#### Given entries ####
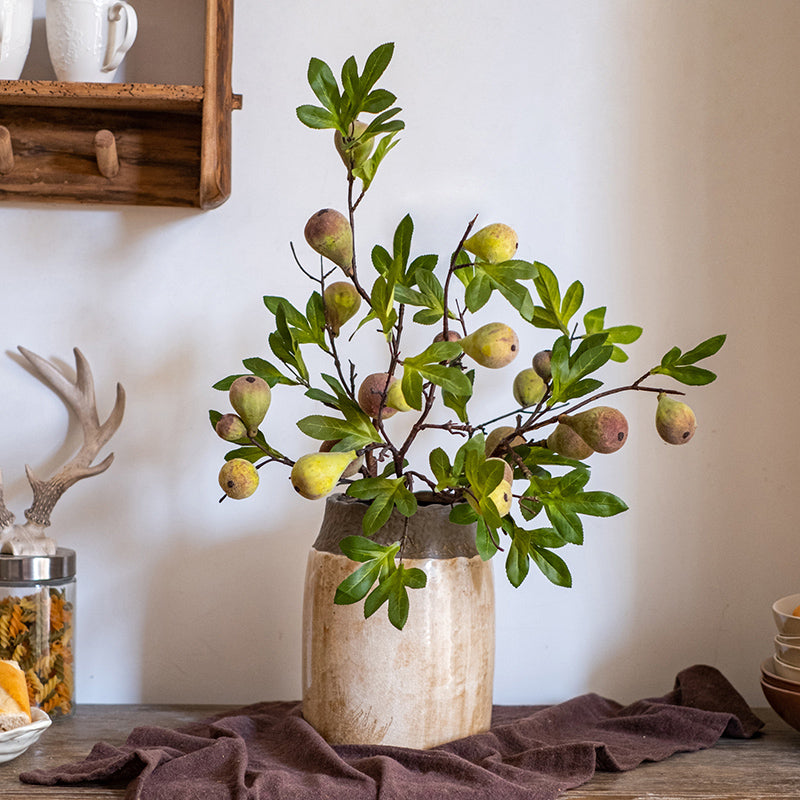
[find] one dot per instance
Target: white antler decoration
(29, 539)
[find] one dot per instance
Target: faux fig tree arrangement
(521, 476)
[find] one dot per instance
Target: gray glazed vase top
(365, 682)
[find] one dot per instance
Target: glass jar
(37, 625)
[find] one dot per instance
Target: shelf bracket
(105, 146)
(6, 151)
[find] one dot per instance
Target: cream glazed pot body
(365, 682)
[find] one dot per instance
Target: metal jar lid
(35, 569)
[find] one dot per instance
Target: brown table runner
(267, 750)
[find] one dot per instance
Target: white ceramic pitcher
(16, 21)
(87, 39)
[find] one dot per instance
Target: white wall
(648, 148)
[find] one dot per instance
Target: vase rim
(426, 534)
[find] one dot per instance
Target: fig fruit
(498, 435)
(603, 428)
(315, 475)
(329, 233)
(493, 345)
(541, 363)
(564, 441)
(675, 421)
(352, 468)
(238, 478)
(250, 397)
(529, 388)
(352, 149)
(493, 244)
(231, 428)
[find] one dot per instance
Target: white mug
(87, 39)
(16, 21)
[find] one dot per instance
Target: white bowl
(782, 614)
(787, 649)
(15, 742)
(786, 670)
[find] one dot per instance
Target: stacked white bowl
(780, 673)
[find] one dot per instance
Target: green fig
(395, 398)
(353, 467)
(238, 478)
(541, 363)
(231, 428)
(315, 475)
(352, 149)
(675, 421)
(493, 345)
(500, 434)
(250, 397)
(604, 429)
(493, 244)
(370, 393)
(564, 441)
(329, 233)
(500, 496)
(529, 388)
(342, 302)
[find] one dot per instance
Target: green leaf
(691, 376)
(356, 586)
(564, 520)
(440, 466)
(402, 244)
(359, 548)
(573, 298)
(484, 542)
(463, 514)
(546, 284)
(623, 334)
(366, 171)
(458, 402)
(376, 64)
(323, 84)
(671, 357)
(551, 565)
(385, 494)
(414, 578)
(517, 560)
(412, 386)
(271, 374)
(594, 320)
(316, 117)
(478, 292)
(377, 101)
(705, 349)
(393, 587)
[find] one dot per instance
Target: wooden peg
(6, 151)
(105, 146)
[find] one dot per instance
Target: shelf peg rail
(6, 151)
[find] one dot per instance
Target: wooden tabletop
(765, 768)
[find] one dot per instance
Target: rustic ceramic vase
(16, 22)
(364, 681)
(87, 39)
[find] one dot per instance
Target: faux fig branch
(508, 478)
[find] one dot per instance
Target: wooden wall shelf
(172, 143)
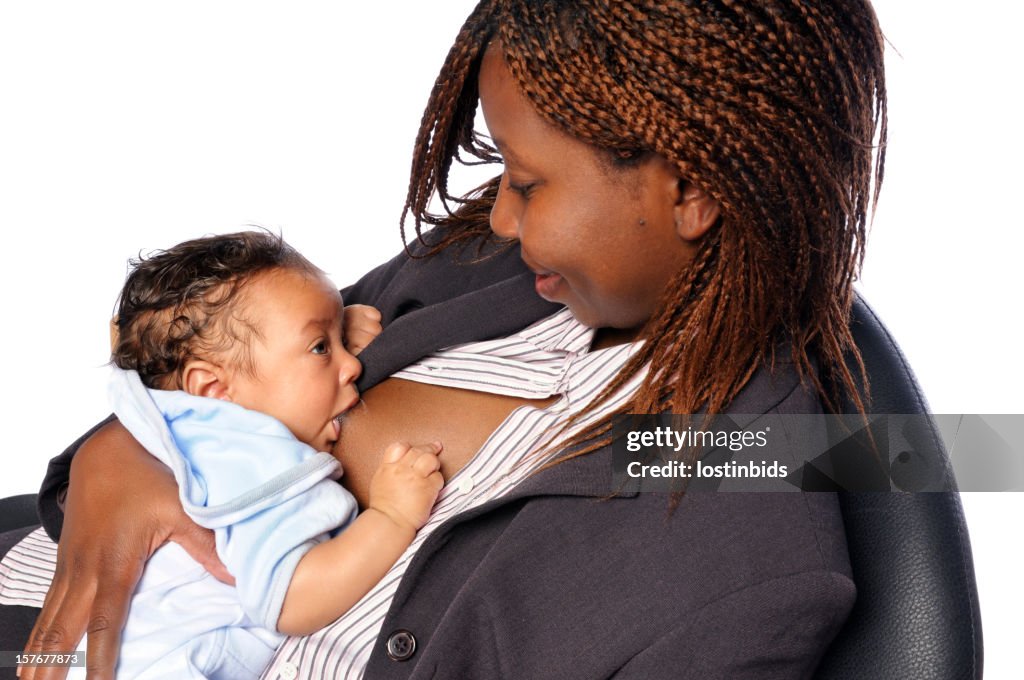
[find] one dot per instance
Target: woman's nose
(503, 220)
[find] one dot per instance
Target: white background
(131, 126)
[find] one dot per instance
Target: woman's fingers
(110, 610)
(201, 544)
(122, 505)
(59, 626)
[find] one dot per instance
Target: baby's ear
(205, 379)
####
• [Exercise goal]:
Quote the records in full and exactly; skip any image.

• [Expected answer]:
[find] one dot per instance
Target: white antler decoration
(29, 539)
[find] one dot per instance
Target: faux fig tree arrangement
(521, 476)
[find] one dot per instance
Target: gray glazed vase top
(365, 682)
[find] one dot per instance
Target: glass jar
(37, 625)
[find] one dot per instance
Target: shelf bracket
(105, 146)
(6, 151)
[find] one dot per instance
Target: cream glazed pot body
(365, 682)
[find] one dot per instance
Target: metal jar lid
(35, 569)
[find] one dot per instance
Target: brown table runner
(267, 750)
[find] one dot per instance
Target: white ceramic pitcher
(16, 21)
(87, 39)
[find] one dot per instance
Target: white wall
(648, 148)
[find] one dot per instance
Target: vase rim
(426, 534)
[find] one dot per instance
Target: fig fruit
(498, 435)
(603, 428)
(315, 475)
(329, 233)
(493, 345)
(541, 363)
(564, 441)
(675, 421)
(352, 468)
(238, 478)
(250, 397)
(529, 388)
(352, 149)
(493, 244)
(231, 428)
[find] one dot per instance
Target: white mug
(87, 39)
(16, 21)
[find] one dot per instance
Target: white bowl
(782, 614)
(787, 649)
(15, 742)
(786, 670)
[find] one dot per instance
Target: stacked white bowl
(780, 673)
[find] one dot per instance
Target: green fig
(395, 398)
(353, 467)
(238, 478)
(541, 363)
(231, 428)
(315, 475)
(352, 149)
(675, 421)
(493, 345)
(500, 434)
(250, 397)
(604, 429)
(493, 244)
(370, 393)
(564, 441)
(329, 233)
(500, 496)
(529, 388)
(342, 302)
[find] one dot per instance
Target: green leaf
(691, 376)
(356, 586)
(564, 520)
(440, 466)
(402, 244)
(359, 548)
(573, 298)
(484, 542)
(463, 514)
(546, 284)
(623, 334)
(366, 171)
(458, 402)
(376, 64)
(323, 84)
(671, 357)
(551, 565)
(385, 494)
(414, 578)
(517, 560)
(412, 386)
(271, 374)
(594, 320)
(316, 117)
(478, 292)
(377, 101)
(705, 349)
(393, 587)
[find] one dot per instance
Target: wooden peg
(6, 151)
(105, 146)
[find] one dot per instance
Target: shelf peg rail
(6, 151)
[find] one dot per instance
Target: wooden tabletop
(765, 768)
[find] one dot per instance
Target: rustic ceramic vase
(16, 22)
(364, 681)
(87, 39)
[find] one dot per instance
Target: faux fig branch
(508, 478)
[find] one dot per instance
Target: wooden wall shelf
(172, 143)
[find] one dot per instance
Target: woman's nose
(503, 220)
[find] one dot per instance
Target: white background
(131, 126)
[find] one dot per instance
Target: woman's fingers
(110, 610)
(201, 544)
(122, 505)
(59, 626)
[find] one dot per instance
Target: baby's ear
(205, 379)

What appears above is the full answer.